▶ _Problem details_: Copy every line of the data from the line containing "Expected: one point per instance of the green tiled" through the line containing "point(45, 253)". Increase each coordinate in the answer points by 26, and leave all other lines unchanged.

Records of labeled points
------------------------------------------------

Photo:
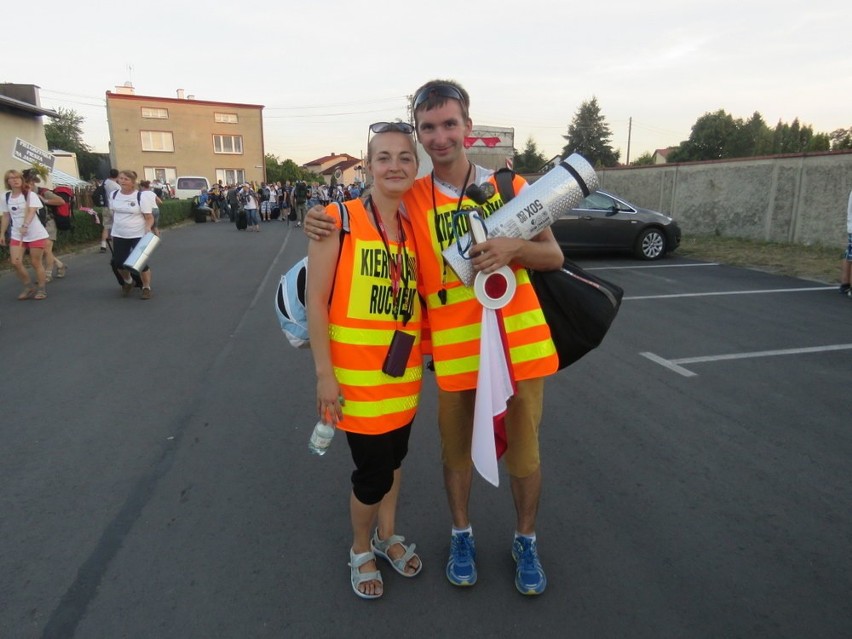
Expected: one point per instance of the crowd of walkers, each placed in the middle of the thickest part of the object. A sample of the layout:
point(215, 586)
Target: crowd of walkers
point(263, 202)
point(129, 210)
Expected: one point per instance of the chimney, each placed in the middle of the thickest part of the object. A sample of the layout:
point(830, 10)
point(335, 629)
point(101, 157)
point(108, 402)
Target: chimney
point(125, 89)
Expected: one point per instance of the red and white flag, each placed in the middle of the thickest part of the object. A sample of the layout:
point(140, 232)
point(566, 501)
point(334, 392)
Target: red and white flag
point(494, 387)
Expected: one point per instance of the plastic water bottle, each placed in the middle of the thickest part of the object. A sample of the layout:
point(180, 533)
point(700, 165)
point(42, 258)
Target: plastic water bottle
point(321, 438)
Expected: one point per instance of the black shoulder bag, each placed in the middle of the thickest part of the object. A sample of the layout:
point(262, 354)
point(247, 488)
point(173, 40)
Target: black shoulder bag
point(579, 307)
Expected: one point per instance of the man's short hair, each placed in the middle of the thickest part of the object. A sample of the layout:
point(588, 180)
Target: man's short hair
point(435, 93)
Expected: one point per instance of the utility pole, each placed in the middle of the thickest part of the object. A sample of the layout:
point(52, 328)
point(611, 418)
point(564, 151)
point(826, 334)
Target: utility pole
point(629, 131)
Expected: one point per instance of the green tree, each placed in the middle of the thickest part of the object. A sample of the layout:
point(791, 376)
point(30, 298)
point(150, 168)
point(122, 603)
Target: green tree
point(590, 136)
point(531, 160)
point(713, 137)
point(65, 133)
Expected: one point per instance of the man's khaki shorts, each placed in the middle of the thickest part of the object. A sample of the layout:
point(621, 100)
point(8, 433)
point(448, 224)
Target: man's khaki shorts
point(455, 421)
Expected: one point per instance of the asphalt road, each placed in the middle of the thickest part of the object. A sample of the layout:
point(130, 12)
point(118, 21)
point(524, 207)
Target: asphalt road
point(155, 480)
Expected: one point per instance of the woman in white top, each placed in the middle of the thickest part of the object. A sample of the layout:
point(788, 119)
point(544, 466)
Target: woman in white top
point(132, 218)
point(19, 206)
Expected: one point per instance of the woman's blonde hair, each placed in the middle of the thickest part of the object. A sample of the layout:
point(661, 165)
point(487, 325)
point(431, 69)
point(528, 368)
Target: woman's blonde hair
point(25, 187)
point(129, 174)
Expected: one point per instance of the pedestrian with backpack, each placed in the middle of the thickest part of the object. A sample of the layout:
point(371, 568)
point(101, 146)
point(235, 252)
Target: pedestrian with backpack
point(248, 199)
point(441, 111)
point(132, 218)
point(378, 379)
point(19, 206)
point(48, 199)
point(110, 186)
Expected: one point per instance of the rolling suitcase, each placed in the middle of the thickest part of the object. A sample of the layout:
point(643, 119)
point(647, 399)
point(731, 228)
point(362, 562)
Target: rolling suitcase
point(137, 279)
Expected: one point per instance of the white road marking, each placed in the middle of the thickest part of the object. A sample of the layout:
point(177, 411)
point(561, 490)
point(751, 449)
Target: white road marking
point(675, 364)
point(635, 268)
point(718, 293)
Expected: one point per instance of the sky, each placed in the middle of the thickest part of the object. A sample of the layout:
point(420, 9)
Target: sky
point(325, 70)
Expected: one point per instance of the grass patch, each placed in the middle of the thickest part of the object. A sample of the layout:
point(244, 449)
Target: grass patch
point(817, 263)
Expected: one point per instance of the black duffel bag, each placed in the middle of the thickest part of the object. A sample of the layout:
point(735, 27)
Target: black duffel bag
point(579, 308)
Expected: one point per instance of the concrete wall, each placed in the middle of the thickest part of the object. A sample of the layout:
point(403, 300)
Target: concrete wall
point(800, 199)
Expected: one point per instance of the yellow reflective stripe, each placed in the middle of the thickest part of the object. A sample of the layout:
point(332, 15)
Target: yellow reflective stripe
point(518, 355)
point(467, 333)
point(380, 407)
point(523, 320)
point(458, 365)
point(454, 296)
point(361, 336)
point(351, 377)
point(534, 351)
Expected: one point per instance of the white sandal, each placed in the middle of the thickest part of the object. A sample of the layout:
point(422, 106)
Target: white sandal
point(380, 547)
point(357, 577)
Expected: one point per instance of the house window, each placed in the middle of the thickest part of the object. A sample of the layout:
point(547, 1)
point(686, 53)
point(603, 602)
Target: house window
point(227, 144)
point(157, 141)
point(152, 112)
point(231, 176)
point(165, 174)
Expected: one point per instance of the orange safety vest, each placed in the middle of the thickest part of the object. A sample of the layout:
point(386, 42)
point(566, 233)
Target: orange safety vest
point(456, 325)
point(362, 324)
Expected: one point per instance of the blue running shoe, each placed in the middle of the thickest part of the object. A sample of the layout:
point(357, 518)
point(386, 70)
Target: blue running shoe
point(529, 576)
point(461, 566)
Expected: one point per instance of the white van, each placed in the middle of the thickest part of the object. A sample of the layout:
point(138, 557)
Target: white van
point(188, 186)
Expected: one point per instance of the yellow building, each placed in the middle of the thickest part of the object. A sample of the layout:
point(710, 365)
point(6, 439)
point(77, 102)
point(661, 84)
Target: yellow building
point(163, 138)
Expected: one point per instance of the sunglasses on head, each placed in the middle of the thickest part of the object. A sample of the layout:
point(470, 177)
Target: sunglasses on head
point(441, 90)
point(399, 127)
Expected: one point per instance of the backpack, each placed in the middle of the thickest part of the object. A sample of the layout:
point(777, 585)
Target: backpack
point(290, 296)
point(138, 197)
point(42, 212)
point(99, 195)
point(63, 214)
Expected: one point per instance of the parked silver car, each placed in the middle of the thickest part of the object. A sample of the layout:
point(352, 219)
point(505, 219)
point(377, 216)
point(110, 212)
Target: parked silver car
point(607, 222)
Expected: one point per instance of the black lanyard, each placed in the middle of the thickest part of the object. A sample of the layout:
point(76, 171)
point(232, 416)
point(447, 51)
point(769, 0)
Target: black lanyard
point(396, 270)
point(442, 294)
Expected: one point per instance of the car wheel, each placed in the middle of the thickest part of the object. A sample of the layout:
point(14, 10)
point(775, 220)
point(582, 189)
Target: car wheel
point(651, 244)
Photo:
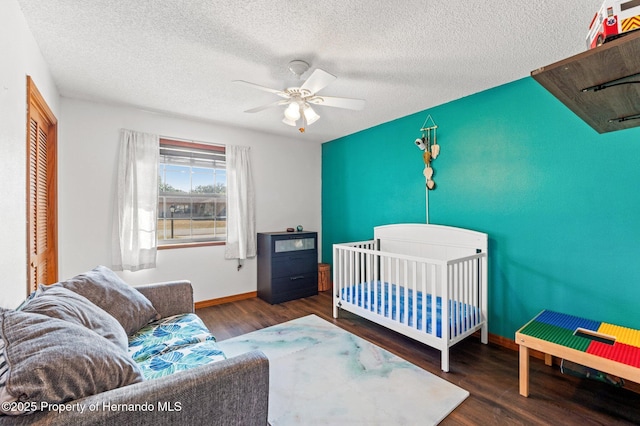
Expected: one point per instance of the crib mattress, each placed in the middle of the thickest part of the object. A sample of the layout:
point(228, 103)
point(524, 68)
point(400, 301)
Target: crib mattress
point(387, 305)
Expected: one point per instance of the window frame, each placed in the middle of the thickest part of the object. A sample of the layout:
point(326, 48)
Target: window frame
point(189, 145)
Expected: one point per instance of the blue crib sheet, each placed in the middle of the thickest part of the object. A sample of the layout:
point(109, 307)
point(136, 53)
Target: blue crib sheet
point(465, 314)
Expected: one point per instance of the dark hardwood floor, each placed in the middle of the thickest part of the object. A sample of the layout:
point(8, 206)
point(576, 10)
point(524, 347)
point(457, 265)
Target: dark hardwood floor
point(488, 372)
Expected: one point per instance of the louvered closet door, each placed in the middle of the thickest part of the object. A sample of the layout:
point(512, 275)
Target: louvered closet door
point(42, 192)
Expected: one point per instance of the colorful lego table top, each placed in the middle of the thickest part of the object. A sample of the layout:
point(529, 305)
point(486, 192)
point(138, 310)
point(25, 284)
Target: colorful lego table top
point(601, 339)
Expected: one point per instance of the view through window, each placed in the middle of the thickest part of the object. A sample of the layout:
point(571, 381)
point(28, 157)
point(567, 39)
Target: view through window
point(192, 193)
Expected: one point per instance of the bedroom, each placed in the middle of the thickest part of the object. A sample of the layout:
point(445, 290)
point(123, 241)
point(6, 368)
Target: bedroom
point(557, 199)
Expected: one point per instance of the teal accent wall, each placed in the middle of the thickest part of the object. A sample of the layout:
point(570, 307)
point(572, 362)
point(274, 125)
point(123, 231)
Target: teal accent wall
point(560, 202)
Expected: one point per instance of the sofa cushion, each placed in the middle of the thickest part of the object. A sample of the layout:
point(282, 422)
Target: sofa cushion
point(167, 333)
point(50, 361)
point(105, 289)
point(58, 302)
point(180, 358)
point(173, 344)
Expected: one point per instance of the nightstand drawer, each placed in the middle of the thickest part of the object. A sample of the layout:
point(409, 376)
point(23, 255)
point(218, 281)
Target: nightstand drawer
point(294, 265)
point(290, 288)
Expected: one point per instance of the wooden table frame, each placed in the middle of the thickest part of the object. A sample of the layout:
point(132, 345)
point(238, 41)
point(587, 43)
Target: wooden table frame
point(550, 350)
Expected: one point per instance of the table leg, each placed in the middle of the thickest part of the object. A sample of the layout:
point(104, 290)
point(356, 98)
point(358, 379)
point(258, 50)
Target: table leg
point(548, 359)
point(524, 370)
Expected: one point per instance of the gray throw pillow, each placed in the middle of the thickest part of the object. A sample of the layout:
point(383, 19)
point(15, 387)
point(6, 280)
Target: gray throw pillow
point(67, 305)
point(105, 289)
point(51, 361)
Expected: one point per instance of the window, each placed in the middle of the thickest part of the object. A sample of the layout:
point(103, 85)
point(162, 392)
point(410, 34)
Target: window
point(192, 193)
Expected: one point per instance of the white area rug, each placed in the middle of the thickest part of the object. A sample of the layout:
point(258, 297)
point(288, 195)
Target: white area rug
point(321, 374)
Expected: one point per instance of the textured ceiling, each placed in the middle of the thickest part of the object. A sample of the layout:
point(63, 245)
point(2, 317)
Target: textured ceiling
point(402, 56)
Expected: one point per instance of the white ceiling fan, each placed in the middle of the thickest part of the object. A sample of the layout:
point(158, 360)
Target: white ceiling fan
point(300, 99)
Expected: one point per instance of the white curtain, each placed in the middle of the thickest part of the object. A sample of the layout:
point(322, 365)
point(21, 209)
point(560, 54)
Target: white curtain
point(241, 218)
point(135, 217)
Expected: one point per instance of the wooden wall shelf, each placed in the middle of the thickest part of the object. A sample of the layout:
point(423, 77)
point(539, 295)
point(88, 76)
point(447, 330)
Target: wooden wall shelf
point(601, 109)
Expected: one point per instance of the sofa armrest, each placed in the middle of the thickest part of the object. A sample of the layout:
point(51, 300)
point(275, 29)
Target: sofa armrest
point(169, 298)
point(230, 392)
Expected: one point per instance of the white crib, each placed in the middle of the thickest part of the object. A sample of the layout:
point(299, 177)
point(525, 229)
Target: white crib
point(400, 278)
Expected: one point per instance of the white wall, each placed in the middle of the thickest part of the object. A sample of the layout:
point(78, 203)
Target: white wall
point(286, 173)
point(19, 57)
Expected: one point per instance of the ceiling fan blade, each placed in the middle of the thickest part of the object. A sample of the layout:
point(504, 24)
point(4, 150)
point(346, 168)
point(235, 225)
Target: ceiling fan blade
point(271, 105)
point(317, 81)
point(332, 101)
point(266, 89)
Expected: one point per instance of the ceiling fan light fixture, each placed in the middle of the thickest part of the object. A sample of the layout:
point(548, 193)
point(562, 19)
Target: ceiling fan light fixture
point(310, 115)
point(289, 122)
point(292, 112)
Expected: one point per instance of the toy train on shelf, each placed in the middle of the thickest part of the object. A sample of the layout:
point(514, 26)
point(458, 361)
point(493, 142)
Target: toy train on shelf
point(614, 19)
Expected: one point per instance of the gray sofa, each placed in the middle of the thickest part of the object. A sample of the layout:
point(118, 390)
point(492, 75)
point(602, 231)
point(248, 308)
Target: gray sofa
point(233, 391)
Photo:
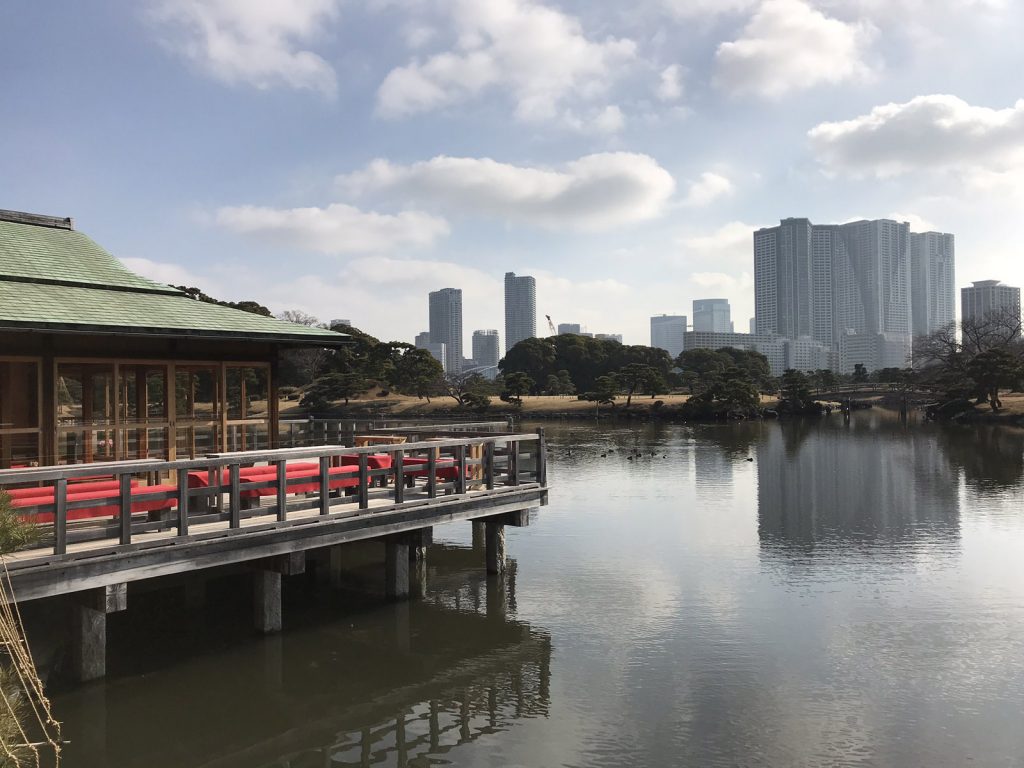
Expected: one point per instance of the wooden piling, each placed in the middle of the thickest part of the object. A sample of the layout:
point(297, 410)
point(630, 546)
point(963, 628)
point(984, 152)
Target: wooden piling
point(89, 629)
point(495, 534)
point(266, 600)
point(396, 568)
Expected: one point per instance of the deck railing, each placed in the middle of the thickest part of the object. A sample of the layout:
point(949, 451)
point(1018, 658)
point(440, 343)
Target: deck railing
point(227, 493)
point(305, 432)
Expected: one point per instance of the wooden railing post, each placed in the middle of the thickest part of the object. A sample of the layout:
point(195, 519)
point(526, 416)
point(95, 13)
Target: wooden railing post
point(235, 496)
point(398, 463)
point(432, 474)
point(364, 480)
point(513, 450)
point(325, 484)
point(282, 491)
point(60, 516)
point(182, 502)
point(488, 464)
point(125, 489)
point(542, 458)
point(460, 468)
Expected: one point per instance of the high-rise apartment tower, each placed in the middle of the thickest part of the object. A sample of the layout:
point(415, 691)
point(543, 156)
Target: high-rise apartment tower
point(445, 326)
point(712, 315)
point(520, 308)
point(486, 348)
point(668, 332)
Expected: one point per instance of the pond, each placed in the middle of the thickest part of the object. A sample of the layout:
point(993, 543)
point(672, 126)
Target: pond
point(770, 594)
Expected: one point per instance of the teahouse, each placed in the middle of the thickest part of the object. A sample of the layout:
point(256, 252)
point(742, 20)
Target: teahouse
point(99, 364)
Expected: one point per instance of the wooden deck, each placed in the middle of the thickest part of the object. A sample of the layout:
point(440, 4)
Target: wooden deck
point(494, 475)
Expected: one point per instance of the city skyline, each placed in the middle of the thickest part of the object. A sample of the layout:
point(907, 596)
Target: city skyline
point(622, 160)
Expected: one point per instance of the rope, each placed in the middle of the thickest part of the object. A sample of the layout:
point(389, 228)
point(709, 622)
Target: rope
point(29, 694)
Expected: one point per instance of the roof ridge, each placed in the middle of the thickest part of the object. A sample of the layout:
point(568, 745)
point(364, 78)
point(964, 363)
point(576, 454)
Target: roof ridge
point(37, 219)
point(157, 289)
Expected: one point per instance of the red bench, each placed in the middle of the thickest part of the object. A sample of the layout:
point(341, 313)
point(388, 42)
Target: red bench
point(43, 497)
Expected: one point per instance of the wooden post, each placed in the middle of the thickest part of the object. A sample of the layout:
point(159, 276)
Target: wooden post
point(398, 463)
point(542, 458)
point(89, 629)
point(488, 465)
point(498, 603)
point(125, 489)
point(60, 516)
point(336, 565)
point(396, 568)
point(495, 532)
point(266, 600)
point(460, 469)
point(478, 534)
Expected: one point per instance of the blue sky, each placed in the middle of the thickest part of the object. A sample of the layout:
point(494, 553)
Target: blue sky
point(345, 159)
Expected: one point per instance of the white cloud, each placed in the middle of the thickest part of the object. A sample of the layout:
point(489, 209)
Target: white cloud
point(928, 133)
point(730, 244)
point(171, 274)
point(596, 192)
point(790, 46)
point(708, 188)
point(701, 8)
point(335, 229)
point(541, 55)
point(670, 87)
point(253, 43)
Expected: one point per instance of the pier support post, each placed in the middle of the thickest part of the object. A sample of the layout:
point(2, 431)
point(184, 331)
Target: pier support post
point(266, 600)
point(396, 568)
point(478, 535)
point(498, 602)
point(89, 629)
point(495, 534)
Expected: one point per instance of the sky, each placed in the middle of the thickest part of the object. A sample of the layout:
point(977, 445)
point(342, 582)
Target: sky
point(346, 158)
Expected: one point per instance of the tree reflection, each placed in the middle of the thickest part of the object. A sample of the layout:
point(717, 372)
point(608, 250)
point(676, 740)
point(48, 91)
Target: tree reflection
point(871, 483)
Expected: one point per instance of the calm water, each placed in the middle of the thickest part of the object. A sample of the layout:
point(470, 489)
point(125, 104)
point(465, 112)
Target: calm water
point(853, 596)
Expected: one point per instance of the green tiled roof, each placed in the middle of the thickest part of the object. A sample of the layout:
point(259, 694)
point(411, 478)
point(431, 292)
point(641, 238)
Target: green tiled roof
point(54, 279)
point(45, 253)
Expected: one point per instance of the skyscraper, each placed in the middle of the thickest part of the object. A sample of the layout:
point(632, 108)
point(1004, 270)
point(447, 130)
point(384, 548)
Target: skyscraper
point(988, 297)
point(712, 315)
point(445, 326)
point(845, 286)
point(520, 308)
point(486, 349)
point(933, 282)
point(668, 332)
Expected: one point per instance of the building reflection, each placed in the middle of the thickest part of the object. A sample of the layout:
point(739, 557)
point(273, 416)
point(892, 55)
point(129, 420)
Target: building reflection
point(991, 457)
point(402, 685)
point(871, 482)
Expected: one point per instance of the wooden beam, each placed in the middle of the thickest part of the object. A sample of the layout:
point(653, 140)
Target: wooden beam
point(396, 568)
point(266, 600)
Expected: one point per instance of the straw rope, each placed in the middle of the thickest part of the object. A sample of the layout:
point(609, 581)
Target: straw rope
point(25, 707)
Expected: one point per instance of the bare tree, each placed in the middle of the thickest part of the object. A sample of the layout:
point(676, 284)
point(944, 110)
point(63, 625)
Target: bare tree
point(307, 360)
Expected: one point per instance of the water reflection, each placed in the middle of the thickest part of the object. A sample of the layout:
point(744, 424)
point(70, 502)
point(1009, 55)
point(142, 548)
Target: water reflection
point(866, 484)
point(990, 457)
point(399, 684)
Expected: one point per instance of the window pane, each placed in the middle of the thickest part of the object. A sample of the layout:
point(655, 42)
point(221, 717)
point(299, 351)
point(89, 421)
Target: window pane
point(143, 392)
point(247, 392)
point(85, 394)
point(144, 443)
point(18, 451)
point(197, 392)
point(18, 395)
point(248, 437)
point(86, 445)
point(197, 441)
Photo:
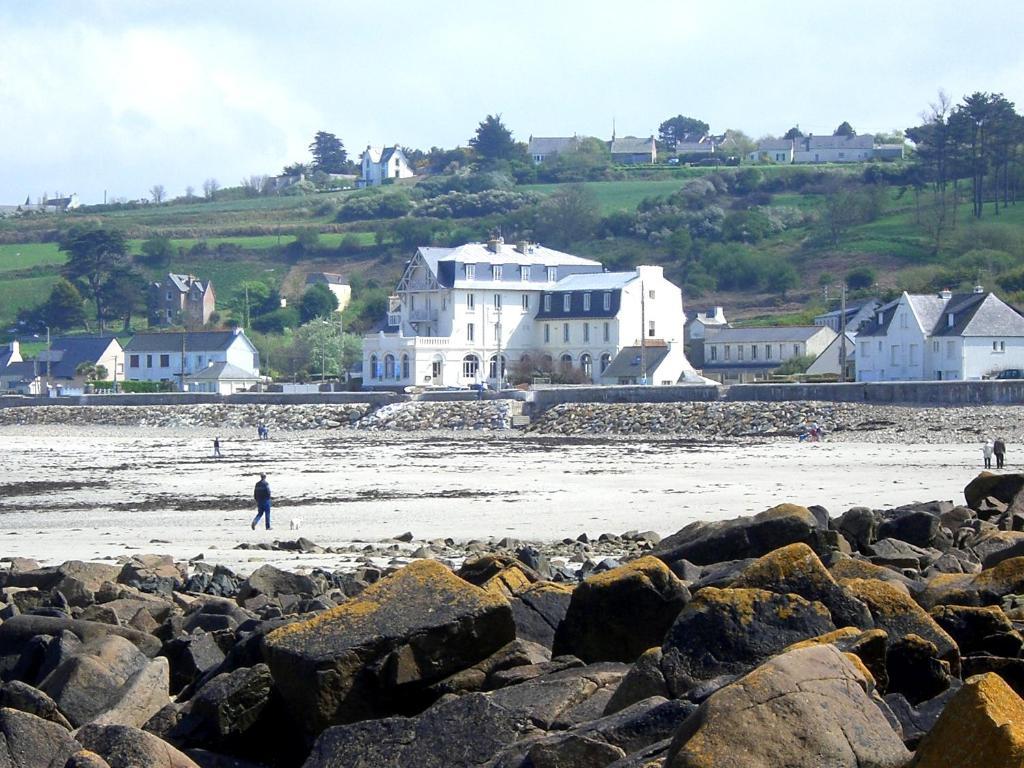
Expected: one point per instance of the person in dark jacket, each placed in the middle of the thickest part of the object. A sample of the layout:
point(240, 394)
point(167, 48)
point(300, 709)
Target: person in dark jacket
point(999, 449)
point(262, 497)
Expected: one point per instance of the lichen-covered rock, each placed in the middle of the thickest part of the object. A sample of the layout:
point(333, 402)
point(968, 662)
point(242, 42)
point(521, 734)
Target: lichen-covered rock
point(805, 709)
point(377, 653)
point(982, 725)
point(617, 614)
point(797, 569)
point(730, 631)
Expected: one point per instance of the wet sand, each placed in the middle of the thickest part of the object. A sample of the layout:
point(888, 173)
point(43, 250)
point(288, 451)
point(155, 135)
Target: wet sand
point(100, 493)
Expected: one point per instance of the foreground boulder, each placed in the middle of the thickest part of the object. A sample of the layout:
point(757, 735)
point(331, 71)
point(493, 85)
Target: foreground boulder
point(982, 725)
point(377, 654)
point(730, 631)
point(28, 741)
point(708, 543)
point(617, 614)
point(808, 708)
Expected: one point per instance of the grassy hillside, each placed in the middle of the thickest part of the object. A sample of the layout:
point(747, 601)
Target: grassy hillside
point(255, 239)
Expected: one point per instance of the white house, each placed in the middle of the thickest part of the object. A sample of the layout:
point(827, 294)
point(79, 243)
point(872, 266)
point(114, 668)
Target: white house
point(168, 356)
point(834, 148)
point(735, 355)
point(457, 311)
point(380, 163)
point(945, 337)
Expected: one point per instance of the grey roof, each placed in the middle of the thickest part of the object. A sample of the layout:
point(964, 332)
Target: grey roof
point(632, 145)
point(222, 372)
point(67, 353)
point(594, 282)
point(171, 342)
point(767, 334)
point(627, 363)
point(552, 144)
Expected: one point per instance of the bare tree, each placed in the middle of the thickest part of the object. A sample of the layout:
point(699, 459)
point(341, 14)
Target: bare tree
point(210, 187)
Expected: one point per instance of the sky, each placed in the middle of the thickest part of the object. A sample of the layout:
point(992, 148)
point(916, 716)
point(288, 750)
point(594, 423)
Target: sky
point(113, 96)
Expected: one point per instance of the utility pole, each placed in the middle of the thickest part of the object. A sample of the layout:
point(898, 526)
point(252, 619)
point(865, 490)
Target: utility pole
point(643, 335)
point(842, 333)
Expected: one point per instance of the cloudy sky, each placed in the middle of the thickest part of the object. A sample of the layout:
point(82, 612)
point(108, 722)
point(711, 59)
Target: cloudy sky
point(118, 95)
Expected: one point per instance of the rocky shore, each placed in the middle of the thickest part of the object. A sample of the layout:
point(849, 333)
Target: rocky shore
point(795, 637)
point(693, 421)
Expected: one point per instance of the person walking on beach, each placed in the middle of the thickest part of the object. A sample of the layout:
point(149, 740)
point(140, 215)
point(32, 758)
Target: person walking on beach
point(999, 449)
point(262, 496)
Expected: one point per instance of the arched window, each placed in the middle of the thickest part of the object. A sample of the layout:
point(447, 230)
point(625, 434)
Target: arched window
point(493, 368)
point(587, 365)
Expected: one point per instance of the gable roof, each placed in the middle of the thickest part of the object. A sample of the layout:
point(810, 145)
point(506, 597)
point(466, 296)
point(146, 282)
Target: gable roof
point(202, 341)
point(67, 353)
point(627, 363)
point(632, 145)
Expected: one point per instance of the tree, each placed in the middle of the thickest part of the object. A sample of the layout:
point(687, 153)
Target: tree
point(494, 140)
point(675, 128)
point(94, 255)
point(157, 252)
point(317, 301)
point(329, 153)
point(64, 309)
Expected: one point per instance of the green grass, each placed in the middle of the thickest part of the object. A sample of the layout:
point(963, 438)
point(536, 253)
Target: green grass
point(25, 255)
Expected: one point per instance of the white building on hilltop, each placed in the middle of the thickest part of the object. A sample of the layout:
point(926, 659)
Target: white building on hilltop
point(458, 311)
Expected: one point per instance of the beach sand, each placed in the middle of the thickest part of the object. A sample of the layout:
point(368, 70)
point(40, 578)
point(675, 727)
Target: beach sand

------------------------------------------------

▶ _Correct answer_:
Expected: one point per instance of the green tiled roof, each placed in the middle of the thickest part of the object. A sample of the layout:
point(259, 694)
point(411, 478)
point(431, 292)
point(641, 238)
Target: green tiled roof
point(80, 305)
point(71, 279)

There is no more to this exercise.